**WORK TO COMPLETE:** Print each of the items below line for line, without changing anything, and leave out the pictures.

[Segmentation annotation records]
⁂

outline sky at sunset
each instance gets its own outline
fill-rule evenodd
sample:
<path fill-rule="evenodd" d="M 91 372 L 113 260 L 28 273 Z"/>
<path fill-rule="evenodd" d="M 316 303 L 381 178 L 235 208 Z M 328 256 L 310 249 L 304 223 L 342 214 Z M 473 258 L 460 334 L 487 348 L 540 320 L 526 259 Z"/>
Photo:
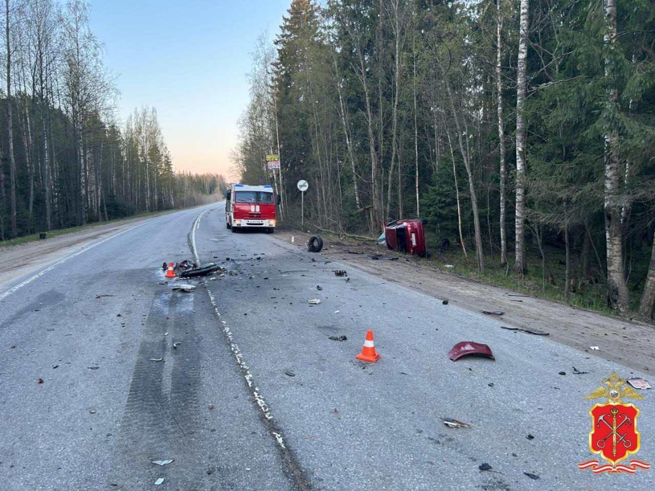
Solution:
<path fill-rule="evenodd" d="M 90 0 L 91 28 L 118 76 L 121 118 L 157 108 L 178 170 L 230 173 L 246 73 L 259 34 L 272 39 L 290 0 Z"/>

⁂

**RESPONSE BELOW:**
outline sky at sunset
each instance gets its own outline
fill-rule evenodd
sample:
<path fill-rule="evenodd" d="M 91 372 L 113 260 L 28 273 Z"/>
<path fill-rule="evenodd" d="M 316 303 L 381 178 L 235 208 Z M 328 256 L 310 249 L 304 223 L 342 214 Z M 473 258 L 460 334 L 487 348 L 540 320 L 526 259 Z"/>
Photo:
Solution:
<path fill-rule="evenodd" d="M 90 0 L 91 28 L 118 76 L 121 118 L 157 108 L 178 170 L 230 173 L 246 73 L 259 34 L 272 39 L 290 0 Z"/>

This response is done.